**Consignes**.
**A.** D'après l'extrait de décision de justice, à quelle date la SARL Lou d'Oc a-t-elle déposé ses dernières écritures ?
**B.** Recopiez les lignes fournies en partant de la toute première et en terminant par celle qui contient « point(92, 99) », ces deux lignes incluses. Remplacez chaque « Target » par « Cible » et ne changez rien d'autre.

**Texte à lire**.

"""

Les dernières écritures pour [L] [E] [R] ont été déposées le 14 février 2020.
Les dernières écritures pour M. [W] [R] et M. [Y] [R], ès qualités d'héritiers de [L] [E] [R], ont été déposées le 11 janvier 2023.
Les dernières écritures pour la SARL Lou d'Oc ont été déposées le 27 décembre 2023.
La Selarl Pierre-Henri Frontil n'a pas constitué avocat.
Le dispositif des écritures pour [L] [E] [R] énonce en ses seules prétentions :
Réformer le jugement querellé en toutes ses dispositions ;
Constater que le chiffre d'affaires allégué et produit par la SARL Lou d'Oc comme étant celui de l'exercice 2016 est douteux ;
Dire et juger que ce chiffre ne sera pas pris en considération pour le calcul de l'indemnité d'éviction ;
A titre principal,
Dire et juger que l'indemnité d'éviction mise à la charge de la concluante sera déterminé sur la base du prorata de la superficie des deux locaux sur la base d'un montant de 125.000 euros TTC (tranche basse retenue par l'expert exclusion faite des chiffres portant sur l'année 2016), à savoir sur un total de 72m² au sol, 41m² pour l'immeuble objet de la location appartenant à la concluante (section A n°[Cadastre 2]) et 31 m² pour l'immeuble appartenant à M. [K] qui continuera à exploiter son commerce dans cette partie du local ;
Dire et juger en conséquence que l'indemnité mise à la charge de la concluante sera limitée à la somme de 71.180 euros (125.000 x 41m²/72m²=71.180) ;
Débouter la SARL Lou d'Oc de l'intégralité de ses demandes accessoires ;
A titre subsidiaire,
Dire et juger que l'indemnité de remploi n'excédera pas la somme de 6.250 euros ;
Dire et juger que l'indemnité de trouble commercial ne saurait dépasser la somme de 3.250 euros ;
Dire et juger que les ouvertures pratiquées entre les deux locaux tant au rez-de-chaussée qu'à l'étage devront être refermées aux frais du preneur qui sont évalués à la somme de 3.258,50 euros ;
Ordonner la compensation entre l'indemnité pour trouble commercial qui sera limitée à la somme de 3.250 euros et le coût du rebouchage à hauteur de 3.258,50 euros ;
Dire et juger que me coût du déménagement ne saurait être retenu pour une somme supérieure à 12.000 euros ;
Débouter la SARL Lou d'Oc du surplus de ses demandes ;
Condamner la SARL Lou d'Oc à lui payer la somme de 5.000 € au titre de l'article 700 du Code de procédure civile et aux entiers dépens comprenant le coût de l'expertise.
Elle conteste, s'agissant de l'indemnité d'éviction, la prise en compte du chiffre d'affaires pour l'année 2016 qu'elle qualifie de douteux au regard d'une augmentation de plus de 50% par rapport à l'année précédente. Elle souligne l'anormalité des données communiquées relevant une contradiction avec la baisse constante du chiffre d'affaires depuis plusieurs années ainsi que l'ouverture d'une procédure collective à l'égard de la société intimée. Ce chiffre est d'autant plus suspicieux que les marges dégagées en 2016 sont passées de 12 / 15% à 3%.

"""

**Lignes fournies**.
"""

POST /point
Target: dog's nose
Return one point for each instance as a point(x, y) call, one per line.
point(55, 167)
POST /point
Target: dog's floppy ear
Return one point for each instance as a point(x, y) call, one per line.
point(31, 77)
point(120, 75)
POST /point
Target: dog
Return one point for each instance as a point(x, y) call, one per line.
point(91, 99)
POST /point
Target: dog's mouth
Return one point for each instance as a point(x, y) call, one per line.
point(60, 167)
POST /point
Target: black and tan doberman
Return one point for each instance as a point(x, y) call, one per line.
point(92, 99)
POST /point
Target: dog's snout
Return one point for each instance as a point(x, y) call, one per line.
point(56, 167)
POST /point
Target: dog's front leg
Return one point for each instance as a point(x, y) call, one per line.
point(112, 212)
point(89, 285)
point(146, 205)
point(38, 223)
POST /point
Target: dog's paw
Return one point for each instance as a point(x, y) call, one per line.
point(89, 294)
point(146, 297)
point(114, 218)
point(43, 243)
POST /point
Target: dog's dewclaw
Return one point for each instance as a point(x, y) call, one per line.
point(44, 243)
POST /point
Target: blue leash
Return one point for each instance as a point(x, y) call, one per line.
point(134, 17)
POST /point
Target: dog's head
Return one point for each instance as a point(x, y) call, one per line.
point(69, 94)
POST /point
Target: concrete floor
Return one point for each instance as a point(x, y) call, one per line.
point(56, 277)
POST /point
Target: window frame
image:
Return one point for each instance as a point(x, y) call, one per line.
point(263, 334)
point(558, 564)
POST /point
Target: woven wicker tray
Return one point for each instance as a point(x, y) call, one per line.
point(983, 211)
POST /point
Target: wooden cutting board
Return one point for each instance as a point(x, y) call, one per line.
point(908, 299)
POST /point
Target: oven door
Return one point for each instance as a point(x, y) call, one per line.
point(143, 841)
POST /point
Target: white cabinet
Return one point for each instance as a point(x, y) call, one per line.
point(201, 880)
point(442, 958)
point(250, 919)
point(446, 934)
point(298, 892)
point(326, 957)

"""

**Réponses**.
**A.** Le 27 décembre 2023.

**B.**
POST /point
Cible: dog's nose
Return one point for each instance as a point(x, y) call, one per line.
point(55, 167)
POST /point
Cible: dog's floppy ear
Return one point for each instance as a point(x, y) call, one per line.
point(31, 77)
point(120, 75)
POST /point
Cible: dog
Return one point for each instance as a point(x, y) call, one per line.
point(91, 99)
POST /point
Cible: dog's mouth
Return one point for each instance as a point(x, y) call, one per line.
point(60, 167)
POST /point
Cible: black and tan doberman
Return one point for each instance as a point(x, y) call, one per line.
point(92, 99)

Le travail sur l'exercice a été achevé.